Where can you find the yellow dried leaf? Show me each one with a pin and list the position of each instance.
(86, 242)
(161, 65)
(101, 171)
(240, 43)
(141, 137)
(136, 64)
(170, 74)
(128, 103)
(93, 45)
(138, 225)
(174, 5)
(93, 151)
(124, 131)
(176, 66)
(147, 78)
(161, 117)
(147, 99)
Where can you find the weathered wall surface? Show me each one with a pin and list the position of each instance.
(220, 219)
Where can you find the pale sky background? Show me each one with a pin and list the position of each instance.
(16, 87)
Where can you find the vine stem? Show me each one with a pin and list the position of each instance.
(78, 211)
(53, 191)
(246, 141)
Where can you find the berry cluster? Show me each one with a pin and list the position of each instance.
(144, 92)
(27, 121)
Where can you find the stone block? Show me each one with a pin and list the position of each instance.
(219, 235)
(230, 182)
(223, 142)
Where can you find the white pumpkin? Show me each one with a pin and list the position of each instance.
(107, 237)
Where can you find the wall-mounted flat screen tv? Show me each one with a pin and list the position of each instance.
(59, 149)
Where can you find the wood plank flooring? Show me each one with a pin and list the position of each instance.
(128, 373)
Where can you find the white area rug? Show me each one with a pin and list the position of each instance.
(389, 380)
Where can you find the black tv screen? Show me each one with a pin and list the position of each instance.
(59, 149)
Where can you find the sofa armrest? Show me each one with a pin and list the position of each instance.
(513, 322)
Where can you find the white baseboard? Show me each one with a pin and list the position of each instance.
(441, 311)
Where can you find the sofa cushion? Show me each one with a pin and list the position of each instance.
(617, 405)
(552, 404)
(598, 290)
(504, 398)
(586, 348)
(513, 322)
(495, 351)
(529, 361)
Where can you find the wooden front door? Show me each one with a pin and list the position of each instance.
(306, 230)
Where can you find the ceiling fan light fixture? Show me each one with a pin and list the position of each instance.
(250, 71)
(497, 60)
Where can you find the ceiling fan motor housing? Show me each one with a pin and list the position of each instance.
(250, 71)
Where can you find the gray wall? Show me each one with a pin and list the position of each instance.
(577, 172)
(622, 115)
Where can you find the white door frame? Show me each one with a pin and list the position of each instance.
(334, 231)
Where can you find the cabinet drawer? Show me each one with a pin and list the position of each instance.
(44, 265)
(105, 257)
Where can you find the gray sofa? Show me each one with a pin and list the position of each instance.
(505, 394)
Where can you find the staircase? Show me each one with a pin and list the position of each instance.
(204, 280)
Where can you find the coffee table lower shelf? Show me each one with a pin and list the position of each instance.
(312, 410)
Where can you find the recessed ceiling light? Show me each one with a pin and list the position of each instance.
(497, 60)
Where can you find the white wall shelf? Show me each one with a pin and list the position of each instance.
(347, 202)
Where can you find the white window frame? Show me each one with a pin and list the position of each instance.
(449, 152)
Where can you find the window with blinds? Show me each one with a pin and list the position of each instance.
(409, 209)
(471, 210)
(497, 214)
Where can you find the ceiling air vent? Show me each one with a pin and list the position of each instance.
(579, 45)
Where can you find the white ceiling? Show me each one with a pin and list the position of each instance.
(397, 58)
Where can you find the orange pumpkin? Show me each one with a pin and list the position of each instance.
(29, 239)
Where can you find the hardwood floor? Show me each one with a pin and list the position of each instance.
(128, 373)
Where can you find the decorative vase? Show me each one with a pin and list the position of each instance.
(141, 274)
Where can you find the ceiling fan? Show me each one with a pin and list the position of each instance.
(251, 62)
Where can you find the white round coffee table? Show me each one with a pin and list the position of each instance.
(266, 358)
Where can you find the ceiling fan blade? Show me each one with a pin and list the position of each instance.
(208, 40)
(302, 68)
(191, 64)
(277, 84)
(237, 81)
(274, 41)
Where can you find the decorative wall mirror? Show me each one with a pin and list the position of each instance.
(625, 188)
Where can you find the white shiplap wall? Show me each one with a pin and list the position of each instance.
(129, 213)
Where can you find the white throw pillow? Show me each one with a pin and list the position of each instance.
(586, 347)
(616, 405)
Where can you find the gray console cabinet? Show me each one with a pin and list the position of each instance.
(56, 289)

• TASK INSTRUCTIONS: Take the entries above and transcribe them in full.

• THE ANSWER:
Where can you find the yellow dried leaf? Show me each one with a pin and list the position of each instance.
(86, 242)
(161, 65)
(101, 171)
(240, 43)
(141, 137)
(136, 64)
(170, 74)
(128, 103)
(93, 45)
(138, 225)
(174, 5)
(93, 151)
(124, 131)
(176, 66)
(147, 78)
(161, 117)
(147, 99)
Where can you find the weathered wall surface? Show me each one with a pin and list the position of each instance.
(220, 219)
Where can you find the pale sky background? Show me each one with a pin and list the position of each instance.
(16, 87)
Where can you find the vine stem? Show me each one with a pin and list the position of each instance.
(78, 211)
(53, 191)
(246, 141)
Where can you find the berry cluster? Show me each one with a pin and list the position of each instance.
(144, 92)
(27, 121)
Where can you find the stone block? Show me each one with a pin and list the position of each instance.
(219, 235)
(230, 182)
(223, 142)
Where can you find the white pumpkin? Show me each one with a pin and list the position of each instance.
(107, 237)
Where can you find the wall-mounted flat screen tv? Show me each one with a pin and list the position of each instance.
(59, 149)
Where can you find the wood plank flooring? Show me each one with a pin and list the position of each instance.
(128, 373)
Where can you find the white area rug? Show me each one with a pin and list the position of each instance.
(389, 380)
Where can you find the black tv screen? Show me each one with a pin and list the position of each instance.
(59, 149)
Where can you find the sofa armrest? Show me each one with a pin and list the position of each instance.
(513, 322)
Where can you find the white baseboard? Show me each one with a pin and list the position of each instance.
(441, 311)
Where can you find the sofa cushion? Show me each one with a pin and list the position of each instance.
(617, 405)
(552, 404)
(598, 290)
(504, 398)
(586, 348)
(513, 322)
(495, 351)
(529, 361)
Where can you find the wooden front door? Show me each one with a pin and list the position of each instance.
(306, 230)
Where can you find the ceiling fan light fixture? Show me each one with a pin and list the position of each instance.
(250, 71)
(497, 60)
Where can you find the ceiling fan motor housing? Show me each one with a pin and list the position of each instance.
(250, 71)
Where can you find the gray wall? Show me each one with a pin and list the position of each instance.
(577, 172)
(622, 115)
Where can you find the white door frame? Show me each one with a pin and list the position of each instance.
(334, 231)
Where can you find the cabinet drawer? Show me each one with a pin and list the position of each instance.
(44, 265)
(105, 257)
Where can you find the gray sofa? Show me each one with a pin and list the position of each instance.
(505, 394)
Where can you find the staircase? Show me each one with a pin and list the position of each instance.
(204, 280)
Where can you find the coffee table lower shelf? Show me each one with a pin and list the position of each instance.
(312, 410)
Where can you find the recessed ceiling light? Show me each one with a pin and list the position of each instance.
(497, 60)
Where can you find the white wall shelf? Show me each one with a pin and list the position of each instance.
(347, 202)
Where can you find the white window frame? Show me each one with a pin and list the position of each instance.
(449, 152)
Where can you find the window with blinds? Show me each one with a pin and list the position of each instance.
(409, 209)
(471, 210)
(497, 214)
Where can you find the ceiling air vent? Show me each one with a pin and list the position of each instance.
(579, 45)
Where can you find the white ceiling? Show me each one with a pin and list the position of each instance.
(397, 58)
Where can you find the orange pumpkin? Show me each one with a pin and list the position of each instance.
(29, 239)
Where can you find the hardwood floor? Show me each one with a pin and list the position of each instance.
(128, 373)
Where can you find the decorative vase? Show me each one with a pin and list the position of each instance.
(141, 274)
Where can you find the ceiling fan? Show me each one with a pin and list the position of each instance.
(251, 62)
Where can you find the white round coffee table? Show me each one with a pin and list the position of each instance.
(266, 358)
Where can you find the ceiling fan blade? Show me each one with a pin and list the position of each instance.
(208, 40)
(302, 68)
(191, 64)
(277, 84)
(237, 81)
(274, 41)
Where can you find the decorative wall mirror? Show me each one with a pin and list the position of each instance.
(625, 188)
Where can you find the white shiplap wall? Show me each one with a pin and list the position of each instance.
(129, 213)
Where can you find the white throw pillow? Show me each one with a pin and list the position of each instance.
(586, 347)
(616, 405)
Where can you find the gray console cabinet? Show me each one with a pin and list the position of each instance.
(56, 289)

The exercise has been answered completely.